---- Stored rows

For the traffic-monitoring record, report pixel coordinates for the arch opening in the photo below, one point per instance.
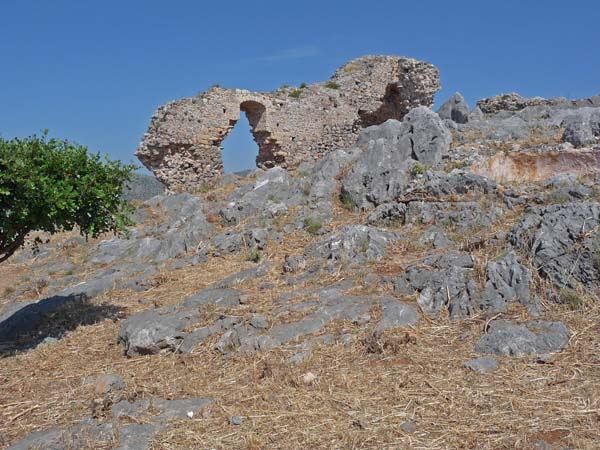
(239, 148)
(239, 153)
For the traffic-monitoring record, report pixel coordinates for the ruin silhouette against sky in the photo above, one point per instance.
(95, 72)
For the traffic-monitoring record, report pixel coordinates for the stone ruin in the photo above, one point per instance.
(182, 146)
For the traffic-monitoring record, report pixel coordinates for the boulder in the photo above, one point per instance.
(507, 281)
(455, 109)
(380, 173)
(563, 242)
(350, 245)
(578, 131)
(485, 364)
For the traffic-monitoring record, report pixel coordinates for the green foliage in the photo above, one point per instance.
(419, 169)
(53, 185)
(364, 245)
(203, 188)
(348, 202)
(253, 255)
(571, 298)
(313, 225)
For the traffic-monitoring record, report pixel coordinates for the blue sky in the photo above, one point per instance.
(95, 71)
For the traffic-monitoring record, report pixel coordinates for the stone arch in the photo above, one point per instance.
(392, 107)
(269, 151)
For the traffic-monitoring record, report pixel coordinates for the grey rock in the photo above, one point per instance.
(223, 297)
(476, 114)
(458, 182)
(137, 436)
(259, 322)
(299, 358)
(506, 338)
(379, 174)
(562, 241)
(352, 244)
(507, 281)
(429, 139)
(142, 187)
(441, 281)
(74, 437)
(452, 215)
(274, 185)
(387, 214)
(242, 276)
(226, 243)
(162, 329)
(106, 384)
(236, 420)
(435, 238)
(395, 314)
(581, 130)
(485, 364)
(455, 109)
(322, 182)
(155, 331)
(182, 228)
(294, 263)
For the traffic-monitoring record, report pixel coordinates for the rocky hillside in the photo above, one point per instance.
(433, 286)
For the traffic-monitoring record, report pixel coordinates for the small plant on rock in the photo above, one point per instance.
(295, 93)
(571, 298)
(419, 169)
(348, 202)
(253, 255)
(313, 225)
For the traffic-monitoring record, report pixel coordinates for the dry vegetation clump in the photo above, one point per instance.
(404, 388)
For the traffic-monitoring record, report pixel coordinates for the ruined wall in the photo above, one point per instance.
(183, 143)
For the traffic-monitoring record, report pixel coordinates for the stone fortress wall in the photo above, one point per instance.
(182, 146)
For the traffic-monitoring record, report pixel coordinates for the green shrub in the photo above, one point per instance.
(295, 93)
(313, 225)
(571, 298)
(348, 202)
(419, 169)
(203, 188)
(53, 185)
(253, 255)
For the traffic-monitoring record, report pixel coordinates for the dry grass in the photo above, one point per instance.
(362, 395)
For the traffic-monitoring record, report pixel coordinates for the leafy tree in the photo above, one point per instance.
(54, 185)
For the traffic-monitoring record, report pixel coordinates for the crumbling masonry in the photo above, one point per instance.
(183, 143)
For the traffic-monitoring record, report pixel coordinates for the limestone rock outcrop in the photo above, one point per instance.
(183, 143)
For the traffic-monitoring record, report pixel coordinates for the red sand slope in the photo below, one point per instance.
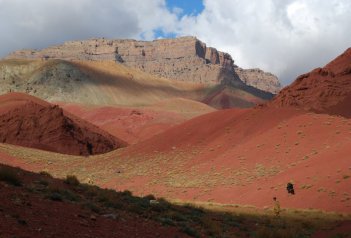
(29, 214)
(137, 124)
(31, 122)
(130, 124)
(247, 157)
(323, 90)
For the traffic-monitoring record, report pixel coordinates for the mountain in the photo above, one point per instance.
(323, 90)
(183, 59)
(31, 122)
(108, 83)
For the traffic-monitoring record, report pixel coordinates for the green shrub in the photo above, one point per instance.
(91, 206)
(9, 176)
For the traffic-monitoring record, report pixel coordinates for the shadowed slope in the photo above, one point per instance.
(104, 83)
(28, 121)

--------

Make an exact copy of all the material, but keep the pictures out of it.

For the traffic-monitoring record, report pixel coordinates for the arch opening in the photo below, one point per instance.
(239, 148)
(239, 153)
For the traffic-monitoring record, report pixel coordinates for the ruin silhouette against sky in the photo above, one point per instance.
(95, 72)
For the traffic-monitoring record, report pixel coordinates for the stone ruin in the photo above, one point per instance.
(182, 146)
For the traffic-monitoring record, report pixel coordinates for the boulder in the photo above, one point per instance.
(507, 281)
(455, 109)
(380, 173)
(563, 242)
(350, 245)
(578, 131)
(485, 364)
For the traffic-monitoring record, report pixel coordinates for the green foliage in the photo above, one point per instance.
(419, 169)
(53, 185)
(364, 245)
(203, 188)
(348, 202)
(253, 255)
(571, 298)
(313, 225)
For the traffic-monitoring record, report pixel coordinates for the blue sky in the photo above, one point per instance.
(95, 71)
For the traffic-monitoring record, report pixel coordinates for the stone arch in the photo above, one point per instance.
(392, 107)
(269, 151)
For the traffic-monitoring record, report pixel coordinates for the grey rock in the photo above, one point per instance.
(223, 297)
(476, 114)
(458, 182)
(137, 436)
(259, 322)
(299, 358)
(506, 338)
(379, 174)
(562, 241)
(352, 244)
(507, 281)
(429, 139)
(142, 187)
(441, 281)
(74, 437)
(452, 215)
(274, 185)
(387, 214)
(242, 276)
(226, 243)
(162, 329)
(106, 384)
(236, 420)
(435, 238)
(395, 314)
(581, 130)
(485, 364)
(455, 109)
(322, 182)
(155, 331)
(182, 228)
(294, 263)
For the traffic-monitoring record, report pixel coordinates for the rocky hillside in the photo above, one point per instance.
(433, 286)
For the traffic-monitoring record, report pixel coordinates for the small plant on rock in the photo above, one point per instance.
(295, 93)
(571, 298)
(419, 169)
(348, 202)
(253, 255)
(313, 225)
For the traffic-monitoring record, report pixel coordinates for the dry vegetation clump in the photo above, one point per instance.
(404, 388)
For the traffic-monitoring record, report pixel coordinates for the ruined wall in the photo above, one point per instance.
(183, 143)
For the traffic-monitoring record, report pixel coordinates for the stone fortress wall in the photo above, one point per instance.
(182, 146)
For the traffic-monitoring record, report pixel coordinates for the green shrub in the photo above, one point per instance.
(295, 93)
(313, 225)
(571, 298)
(348, 202)
(419, 169)
(203, 188)
(53, 185)
(253, 255)
For the traffic-monitoring record, report pixel coordinates for the dry grass in the photo above, one point per instance.
(362, 395)
For the traffic-monitoring record, report pixel coordinates for the leafy tree in the photo above, one point per instance.
(54, 185)
For the traffic-monitoring record, report pixel coordinates for the crumbling masonry in the photo above, one point per instance.
(183, 143)
For the traffic-monitoring record, report pixel coordinates for the limestone rock outcrop in the photo above, one point per instance.
(183, 143)
For the traffic-monitoring record, report pixel coordinates for the red sand slope in the photo below, one point per instance.
(29, 214)
(137, 124)
(31, 122)
(130, 124)
(247, 157)
(323, 90)
For the traffic-monitoring record, report pixel coordinates for the mountain in the photo above, one point per instance.
(323, 90)
(183, 59)
(31, 122)
(108, 83)
For the traffic-monitoring record, report pixel coordinates for the green shrub in the photo above, one point per instance.
(91, 206)
(9, 176)
For the traffic-monitoring record, report pixel coordinates for the shadowed slope in the photo above, one point per instance.
(104, 83)
(28, 121)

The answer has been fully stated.